- **TASK PROMPT**: Copy out the rows from the line containing "point_to(query) identifies every instance of the curved" through the line containing "x=59, y=191", replacing "curved roof" with "domed roof" and changing nothing else.

- **SOURCE DATA**:
★ ★ ★ ★ ★ ★ ★

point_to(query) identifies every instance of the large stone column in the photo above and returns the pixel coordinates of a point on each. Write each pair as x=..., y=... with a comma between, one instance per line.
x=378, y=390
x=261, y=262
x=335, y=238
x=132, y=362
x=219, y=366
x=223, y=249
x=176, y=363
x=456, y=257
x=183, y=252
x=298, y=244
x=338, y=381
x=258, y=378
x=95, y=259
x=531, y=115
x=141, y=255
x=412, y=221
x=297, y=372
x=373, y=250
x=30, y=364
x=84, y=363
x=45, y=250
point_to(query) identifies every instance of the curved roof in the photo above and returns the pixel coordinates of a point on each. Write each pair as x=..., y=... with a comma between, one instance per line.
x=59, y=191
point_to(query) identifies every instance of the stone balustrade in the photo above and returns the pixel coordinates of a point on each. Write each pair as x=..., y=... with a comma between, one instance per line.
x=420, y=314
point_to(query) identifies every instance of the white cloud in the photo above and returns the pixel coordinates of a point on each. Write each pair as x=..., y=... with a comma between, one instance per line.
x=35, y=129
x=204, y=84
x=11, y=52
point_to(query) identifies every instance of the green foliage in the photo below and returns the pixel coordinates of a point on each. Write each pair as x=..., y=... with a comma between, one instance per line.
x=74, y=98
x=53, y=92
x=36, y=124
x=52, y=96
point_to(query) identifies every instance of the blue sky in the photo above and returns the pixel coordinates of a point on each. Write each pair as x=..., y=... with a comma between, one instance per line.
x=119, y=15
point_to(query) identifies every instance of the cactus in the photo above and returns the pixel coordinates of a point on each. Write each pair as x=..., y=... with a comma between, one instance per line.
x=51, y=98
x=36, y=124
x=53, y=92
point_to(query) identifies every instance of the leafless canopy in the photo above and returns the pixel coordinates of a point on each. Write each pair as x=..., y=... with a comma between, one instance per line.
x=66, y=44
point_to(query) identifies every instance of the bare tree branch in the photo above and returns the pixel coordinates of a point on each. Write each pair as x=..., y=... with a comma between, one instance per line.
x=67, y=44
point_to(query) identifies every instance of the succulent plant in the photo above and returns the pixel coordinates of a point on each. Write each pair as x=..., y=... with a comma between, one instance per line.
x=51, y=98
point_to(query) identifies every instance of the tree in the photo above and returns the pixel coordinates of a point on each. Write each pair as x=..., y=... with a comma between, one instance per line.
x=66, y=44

★ ★ ★ ★ ★ ★ ★

- **RESPONSE**:
point_to(query) identifies every instance of the domed roof in the photo above and returns the pixel coordinates of a point on each. Write each pair as x=..., y=... with a comma between, one instance per line.
x=59, y=191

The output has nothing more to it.